Deep learning expands study of nuclear waste remediation
“In science we know the laws of physics and observation principles — mass, momentum, energy, etc.,” said George Karniadakis, professor of applied mathematics at Brown and co-author on the SC19 workshop paper. “The concept of physics-informed GANs is to encode prior information from the physics into the neural network. This allows you to go well beyond the training domain, which is very important in applications where the conditions can change.”
GANs have been applied to model human face appearance with remarkable accuracy, noted Prabhat, a co-author on the SC19 paper who leads the Data and Analytics Services team at Berkeley Lab’s National Energy Research Scientific Computing Center. “In science, Berkeley Lab has explored the application of vanilla GANs for creating synthetic universes and particle physics experiments; one of the open challenges thus far has been the incorporation of physical constraints into the predictions,” he said. “George and his group at Brown have pioneered the approach of incorporating physics into GANs and using them to synthesize data — in this case, subsurface flow fields.”
For this study, the researchers focused on the Hanford Site, established in 1943 as part of the Manhattan Project to produce plutonium for nuclear weapons and eventually home to the first full-scale plutonium production reactor in the world, eight other nuclear reactors, and five plutonium-processing complexes. When plutonium production ended in 1989, left behind were tens of millions of gallons of radioactive and chemical waste in large underground tanks and more than 100 square miles of contaminated groundwater resulting from the disposal of an estimated 450 billion gallons of liquids to soil disposal sites. So for the past 30 years the U.S. Department of Energy has been working with the Environmental Protection Agency and the Washington State Department of Ecology to clean up Hanford, which is located on 580 square miles (nearly 500,000 acres) in south-central Washington, whole parts of it adjacent to the Columbia River — the largest river in the Pacific Northwest and a critical thoroughfare for industry and wildlife.
To track the cleanup effort, workers have relied on drilling wells at the Hanford Site and placing sensors in those wells to collect data about geologic properties and groundwater flow and observe the progression of contaminants. Subsurface environments like the Hanford Site are very heterogeneous with varying in space properties, explained Alex Tartakovsky, a computational mathematician at PNNL and co-author on the SC19 paper. “Estimating the Hanford Site properties from data only would require more than a million measurements, and in practice we have maybe a thousand. The laws of physics help us compensate for the lack of data.”

> **PROBLEM SET**
a - In the passage on nuclear waste remediation, in what year did plutonium production at the Hanford Site end?
b - Summarize the passage on nuclear waste remediation in two sentences.
c - Decide whether each statement agrees with the passage on nuclear waste remediation. Answer yes or no, and quote the words from the passage that decide it.
(i) The Hanford Site was founded in 1943 within the Manhattan Project.
(ii) Estimating the Hanford Site's properties, researchers in practice have about a million measurements.
(iii) No part of the Hanford Site is next to the Columbia River.

> **DATA EXCERPTS**
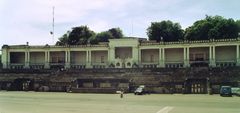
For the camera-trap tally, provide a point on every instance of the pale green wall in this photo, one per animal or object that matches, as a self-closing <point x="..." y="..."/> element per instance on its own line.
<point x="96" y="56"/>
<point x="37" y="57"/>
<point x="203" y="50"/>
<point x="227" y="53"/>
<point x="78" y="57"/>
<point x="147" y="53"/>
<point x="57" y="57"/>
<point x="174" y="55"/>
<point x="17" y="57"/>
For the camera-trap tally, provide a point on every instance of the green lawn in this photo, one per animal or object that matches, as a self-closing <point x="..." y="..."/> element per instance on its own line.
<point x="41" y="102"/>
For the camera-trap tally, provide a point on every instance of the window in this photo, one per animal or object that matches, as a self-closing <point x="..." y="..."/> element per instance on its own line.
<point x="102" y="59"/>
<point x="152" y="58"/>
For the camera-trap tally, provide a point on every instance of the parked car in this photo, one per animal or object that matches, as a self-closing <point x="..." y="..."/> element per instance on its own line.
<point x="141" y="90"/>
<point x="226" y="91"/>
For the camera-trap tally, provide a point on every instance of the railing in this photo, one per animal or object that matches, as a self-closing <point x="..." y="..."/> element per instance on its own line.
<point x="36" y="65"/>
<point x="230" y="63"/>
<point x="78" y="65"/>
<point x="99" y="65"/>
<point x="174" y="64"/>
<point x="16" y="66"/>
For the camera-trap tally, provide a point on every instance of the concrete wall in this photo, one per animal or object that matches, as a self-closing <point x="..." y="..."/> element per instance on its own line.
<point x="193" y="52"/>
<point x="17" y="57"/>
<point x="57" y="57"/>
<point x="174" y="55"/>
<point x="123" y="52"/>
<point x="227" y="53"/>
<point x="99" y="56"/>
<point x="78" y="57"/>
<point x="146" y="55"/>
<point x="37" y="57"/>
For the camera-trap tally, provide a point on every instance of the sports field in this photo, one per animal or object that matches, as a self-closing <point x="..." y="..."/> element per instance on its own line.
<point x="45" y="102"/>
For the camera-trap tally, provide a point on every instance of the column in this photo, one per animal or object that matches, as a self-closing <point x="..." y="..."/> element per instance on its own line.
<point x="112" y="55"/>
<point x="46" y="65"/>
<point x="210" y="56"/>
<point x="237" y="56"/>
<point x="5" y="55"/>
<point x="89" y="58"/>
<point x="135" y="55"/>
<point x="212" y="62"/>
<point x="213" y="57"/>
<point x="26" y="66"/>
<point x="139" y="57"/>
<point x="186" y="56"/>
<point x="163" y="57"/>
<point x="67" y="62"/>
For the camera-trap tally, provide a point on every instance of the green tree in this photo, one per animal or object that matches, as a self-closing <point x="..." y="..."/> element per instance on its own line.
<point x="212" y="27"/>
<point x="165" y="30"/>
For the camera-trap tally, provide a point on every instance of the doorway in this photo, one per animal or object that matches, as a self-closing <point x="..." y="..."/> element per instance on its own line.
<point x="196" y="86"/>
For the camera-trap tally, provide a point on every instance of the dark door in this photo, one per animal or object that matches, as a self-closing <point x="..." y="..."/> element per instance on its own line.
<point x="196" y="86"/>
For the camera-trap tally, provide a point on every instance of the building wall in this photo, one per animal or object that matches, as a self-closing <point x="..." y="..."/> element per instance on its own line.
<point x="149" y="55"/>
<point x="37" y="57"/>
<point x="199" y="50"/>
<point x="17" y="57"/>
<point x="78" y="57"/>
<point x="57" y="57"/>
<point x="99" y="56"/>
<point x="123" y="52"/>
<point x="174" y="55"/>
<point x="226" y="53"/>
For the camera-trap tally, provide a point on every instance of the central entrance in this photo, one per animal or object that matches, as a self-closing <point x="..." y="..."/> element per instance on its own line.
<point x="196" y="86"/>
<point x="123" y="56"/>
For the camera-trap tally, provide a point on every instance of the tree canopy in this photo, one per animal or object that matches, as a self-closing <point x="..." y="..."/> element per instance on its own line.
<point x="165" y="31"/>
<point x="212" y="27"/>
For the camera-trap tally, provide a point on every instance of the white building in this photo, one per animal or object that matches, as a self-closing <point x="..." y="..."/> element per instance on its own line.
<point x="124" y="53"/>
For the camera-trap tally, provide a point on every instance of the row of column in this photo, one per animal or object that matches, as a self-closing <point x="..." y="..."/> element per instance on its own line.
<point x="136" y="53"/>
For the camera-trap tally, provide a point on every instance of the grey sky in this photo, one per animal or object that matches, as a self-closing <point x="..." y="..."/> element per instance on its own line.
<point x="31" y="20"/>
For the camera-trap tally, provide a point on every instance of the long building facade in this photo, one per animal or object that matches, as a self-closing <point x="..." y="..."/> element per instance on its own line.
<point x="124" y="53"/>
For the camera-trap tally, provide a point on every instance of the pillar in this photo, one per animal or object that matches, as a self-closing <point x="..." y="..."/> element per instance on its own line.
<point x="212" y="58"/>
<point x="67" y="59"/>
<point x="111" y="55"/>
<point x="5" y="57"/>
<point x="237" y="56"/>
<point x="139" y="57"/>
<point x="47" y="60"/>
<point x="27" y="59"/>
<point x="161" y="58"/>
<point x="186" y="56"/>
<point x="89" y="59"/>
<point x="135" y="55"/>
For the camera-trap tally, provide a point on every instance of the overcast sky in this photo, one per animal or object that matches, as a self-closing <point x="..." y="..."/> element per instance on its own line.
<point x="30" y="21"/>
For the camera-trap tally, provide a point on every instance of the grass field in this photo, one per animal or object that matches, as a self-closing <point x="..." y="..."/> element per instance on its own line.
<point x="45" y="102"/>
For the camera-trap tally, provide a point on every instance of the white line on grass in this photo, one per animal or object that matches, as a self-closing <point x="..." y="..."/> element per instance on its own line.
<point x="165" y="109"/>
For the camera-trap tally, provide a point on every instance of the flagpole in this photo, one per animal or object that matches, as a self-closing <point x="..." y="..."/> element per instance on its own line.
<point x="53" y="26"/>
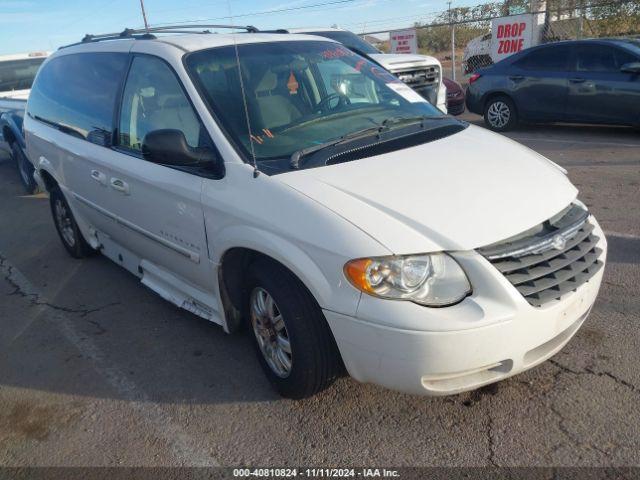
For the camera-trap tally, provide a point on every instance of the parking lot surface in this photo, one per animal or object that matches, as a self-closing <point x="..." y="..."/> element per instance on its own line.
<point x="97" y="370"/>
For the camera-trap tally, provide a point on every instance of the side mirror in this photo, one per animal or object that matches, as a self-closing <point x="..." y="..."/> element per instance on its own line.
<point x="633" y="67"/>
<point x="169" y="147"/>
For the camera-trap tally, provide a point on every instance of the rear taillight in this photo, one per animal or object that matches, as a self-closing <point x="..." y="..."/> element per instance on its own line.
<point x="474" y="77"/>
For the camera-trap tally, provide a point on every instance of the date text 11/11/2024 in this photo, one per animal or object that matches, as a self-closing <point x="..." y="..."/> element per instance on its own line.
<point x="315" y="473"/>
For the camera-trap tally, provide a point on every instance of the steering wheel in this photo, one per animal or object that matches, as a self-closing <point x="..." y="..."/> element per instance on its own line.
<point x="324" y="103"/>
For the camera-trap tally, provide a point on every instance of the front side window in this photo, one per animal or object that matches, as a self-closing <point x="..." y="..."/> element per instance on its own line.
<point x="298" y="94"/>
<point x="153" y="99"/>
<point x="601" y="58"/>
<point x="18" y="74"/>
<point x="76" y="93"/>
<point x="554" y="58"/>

> **ANSWERS IN ORDER**
a - 1989

b - Co-authors of an SC19 workshop paper use physics-informed GANs, which encode prior information from physics into a neural network, to synthesize subsurface flow fields. Their study focused on the Hanford Site in south-central Washington, a former plutonium production site that left radioactive and chemical waste and contaminated groundwater, where the laws of physics help make up for having about a thousand measurements instead of the more than a million needed.

c -
(i) Yes: "established in 1943 as part of the Manhattan Project"
(ii) No: "in practice we have maybe a thousand"
(iii) No: "whole parts of it adjacent to the Columbia River"